_Task instructions:_
Please output the entries below from the line that contains "--target monkey eye" through the final line, reproduced exactly and alone.

_Material provided:_
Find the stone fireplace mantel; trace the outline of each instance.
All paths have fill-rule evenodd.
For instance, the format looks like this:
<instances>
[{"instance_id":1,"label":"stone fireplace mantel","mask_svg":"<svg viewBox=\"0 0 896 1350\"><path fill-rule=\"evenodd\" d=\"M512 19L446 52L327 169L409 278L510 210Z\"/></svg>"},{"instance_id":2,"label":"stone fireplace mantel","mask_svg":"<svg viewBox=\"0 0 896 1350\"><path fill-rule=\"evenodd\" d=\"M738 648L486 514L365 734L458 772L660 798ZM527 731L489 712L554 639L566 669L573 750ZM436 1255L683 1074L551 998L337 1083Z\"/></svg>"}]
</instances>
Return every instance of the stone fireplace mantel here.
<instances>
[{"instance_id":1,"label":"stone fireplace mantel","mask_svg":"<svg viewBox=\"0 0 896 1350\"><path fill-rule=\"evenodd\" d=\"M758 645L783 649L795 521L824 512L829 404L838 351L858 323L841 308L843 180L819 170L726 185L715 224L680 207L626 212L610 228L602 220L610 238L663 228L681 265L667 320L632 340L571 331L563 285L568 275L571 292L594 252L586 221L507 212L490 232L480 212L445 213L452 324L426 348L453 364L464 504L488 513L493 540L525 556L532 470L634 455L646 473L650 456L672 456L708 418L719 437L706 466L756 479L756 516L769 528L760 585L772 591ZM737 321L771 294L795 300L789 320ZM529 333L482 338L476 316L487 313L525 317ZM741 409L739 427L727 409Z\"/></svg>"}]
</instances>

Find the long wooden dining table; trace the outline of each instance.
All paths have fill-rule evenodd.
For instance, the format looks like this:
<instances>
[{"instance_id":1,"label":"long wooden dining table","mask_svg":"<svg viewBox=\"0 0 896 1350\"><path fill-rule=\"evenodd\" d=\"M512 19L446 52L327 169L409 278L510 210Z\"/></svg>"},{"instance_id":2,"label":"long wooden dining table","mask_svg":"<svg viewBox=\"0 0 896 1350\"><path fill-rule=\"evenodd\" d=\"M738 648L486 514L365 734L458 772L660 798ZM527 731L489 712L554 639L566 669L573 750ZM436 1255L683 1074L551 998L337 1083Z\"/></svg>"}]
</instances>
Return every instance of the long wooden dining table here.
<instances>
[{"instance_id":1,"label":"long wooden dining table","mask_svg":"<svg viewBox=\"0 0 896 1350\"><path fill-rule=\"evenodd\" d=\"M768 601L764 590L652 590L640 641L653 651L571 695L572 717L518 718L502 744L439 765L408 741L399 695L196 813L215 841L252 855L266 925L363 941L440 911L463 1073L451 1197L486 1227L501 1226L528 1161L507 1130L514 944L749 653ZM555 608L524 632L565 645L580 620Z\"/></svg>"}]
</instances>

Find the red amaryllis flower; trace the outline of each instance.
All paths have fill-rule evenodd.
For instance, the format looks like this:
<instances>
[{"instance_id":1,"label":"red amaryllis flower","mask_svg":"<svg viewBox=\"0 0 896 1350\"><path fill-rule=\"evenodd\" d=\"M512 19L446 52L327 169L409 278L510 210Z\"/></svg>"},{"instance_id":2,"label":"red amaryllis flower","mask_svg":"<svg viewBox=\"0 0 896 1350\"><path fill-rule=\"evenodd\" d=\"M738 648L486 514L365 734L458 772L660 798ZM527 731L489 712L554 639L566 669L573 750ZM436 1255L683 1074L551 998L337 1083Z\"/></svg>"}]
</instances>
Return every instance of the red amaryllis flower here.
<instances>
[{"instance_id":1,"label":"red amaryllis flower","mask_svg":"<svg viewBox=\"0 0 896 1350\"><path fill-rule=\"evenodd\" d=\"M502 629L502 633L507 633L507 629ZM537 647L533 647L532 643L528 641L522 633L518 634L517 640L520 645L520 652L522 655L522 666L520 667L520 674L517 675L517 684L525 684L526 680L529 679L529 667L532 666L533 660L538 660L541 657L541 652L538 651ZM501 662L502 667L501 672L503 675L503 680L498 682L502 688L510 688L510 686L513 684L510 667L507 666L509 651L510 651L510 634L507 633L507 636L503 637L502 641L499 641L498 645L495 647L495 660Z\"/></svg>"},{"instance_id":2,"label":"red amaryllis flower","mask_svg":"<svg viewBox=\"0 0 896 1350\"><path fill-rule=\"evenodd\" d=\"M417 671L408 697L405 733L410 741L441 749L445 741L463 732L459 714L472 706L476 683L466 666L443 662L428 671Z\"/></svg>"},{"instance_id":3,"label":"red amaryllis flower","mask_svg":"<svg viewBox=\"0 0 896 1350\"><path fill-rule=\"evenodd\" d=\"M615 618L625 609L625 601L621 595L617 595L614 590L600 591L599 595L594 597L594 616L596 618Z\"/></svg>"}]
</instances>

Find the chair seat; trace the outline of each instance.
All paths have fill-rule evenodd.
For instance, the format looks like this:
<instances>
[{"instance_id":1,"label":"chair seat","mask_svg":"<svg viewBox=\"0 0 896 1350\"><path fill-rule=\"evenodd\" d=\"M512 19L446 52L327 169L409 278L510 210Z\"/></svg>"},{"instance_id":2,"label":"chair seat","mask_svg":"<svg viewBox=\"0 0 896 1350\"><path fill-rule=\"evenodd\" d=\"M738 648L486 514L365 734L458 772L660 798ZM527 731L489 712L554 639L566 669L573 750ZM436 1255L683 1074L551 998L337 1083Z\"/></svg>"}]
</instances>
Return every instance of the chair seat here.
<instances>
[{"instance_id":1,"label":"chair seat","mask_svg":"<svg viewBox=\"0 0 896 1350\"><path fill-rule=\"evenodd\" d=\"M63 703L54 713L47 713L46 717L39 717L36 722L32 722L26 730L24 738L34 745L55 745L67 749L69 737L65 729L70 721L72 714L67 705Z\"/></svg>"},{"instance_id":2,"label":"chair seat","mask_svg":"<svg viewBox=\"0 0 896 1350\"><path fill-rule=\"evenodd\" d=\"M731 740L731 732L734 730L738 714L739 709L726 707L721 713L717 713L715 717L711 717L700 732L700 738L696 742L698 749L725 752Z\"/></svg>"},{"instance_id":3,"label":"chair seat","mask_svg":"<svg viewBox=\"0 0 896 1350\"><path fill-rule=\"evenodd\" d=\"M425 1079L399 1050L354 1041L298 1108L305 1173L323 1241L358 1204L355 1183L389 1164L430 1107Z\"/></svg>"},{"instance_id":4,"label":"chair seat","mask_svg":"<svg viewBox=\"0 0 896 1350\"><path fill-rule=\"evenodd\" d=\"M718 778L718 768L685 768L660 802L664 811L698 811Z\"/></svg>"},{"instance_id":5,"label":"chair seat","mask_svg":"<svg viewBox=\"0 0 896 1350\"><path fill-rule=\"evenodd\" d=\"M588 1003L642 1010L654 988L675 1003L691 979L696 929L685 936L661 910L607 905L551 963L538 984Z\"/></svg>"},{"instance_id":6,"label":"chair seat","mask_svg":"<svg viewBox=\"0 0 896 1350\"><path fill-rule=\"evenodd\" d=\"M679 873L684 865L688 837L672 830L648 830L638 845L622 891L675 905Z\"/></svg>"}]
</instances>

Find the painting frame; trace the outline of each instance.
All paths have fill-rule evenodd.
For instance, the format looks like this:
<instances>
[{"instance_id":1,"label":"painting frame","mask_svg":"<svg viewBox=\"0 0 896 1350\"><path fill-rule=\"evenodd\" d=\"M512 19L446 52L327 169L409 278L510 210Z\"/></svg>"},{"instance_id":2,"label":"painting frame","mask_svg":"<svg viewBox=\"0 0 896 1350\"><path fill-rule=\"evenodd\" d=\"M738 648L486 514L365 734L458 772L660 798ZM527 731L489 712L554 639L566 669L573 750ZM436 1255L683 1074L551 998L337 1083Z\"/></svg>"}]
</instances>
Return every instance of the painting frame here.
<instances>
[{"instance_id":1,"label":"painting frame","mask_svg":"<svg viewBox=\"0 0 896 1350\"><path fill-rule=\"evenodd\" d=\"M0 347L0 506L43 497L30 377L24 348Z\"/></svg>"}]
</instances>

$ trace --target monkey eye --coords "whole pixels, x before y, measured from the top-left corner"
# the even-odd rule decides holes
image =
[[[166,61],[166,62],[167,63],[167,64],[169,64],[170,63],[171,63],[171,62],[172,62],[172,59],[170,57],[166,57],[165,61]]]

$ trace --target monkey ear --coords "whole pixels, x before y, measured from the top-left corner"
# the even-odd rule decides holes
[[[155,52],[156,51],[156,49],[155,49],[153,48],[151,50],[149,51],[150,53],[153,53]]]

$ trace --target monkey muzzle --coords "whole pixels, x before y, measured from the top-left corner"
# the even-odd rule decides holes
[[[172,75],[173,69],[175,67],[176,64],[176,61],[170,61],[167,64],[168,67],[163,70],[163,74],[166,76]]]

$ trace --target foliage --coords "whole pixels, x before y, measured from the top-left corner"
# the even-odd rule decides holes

_Exercise output:_
$ trace --target monkey eye --coords "whole pixels, x before y, measured from the top-left corner"
# the even-odd rule decides holes
image =
[[[166,61],[166,62],[167,63],[167,64],[169,64],[170,63],[171,63],[171,62],[172,62],[172,59],[170,57],[166,57],[165,61]]]

$ trace --target monkey ear --coords "whole pixels, x before y, measured from the top-left corner"
# the even-odd rule decides holes
[[[155,52],[156,51],[156,49],[155,49],[153,48],[151,50],[149,51],[150,53],[153,53]]]

$ trace --target monkey muzzle --coords "whole pixels, x before y, measured from the top-left corner"
# the even-odd rule decides holes
[[[172,75],[173,69],[175,67],[176,64],[176,61],[170,61],[167,64],[168,67],[163,70],[163,74],[166,76]]]

$ trace --target foliage --coords "whole pixels, x before y, measured from the top-left corner"
# the even-odd rule decides holes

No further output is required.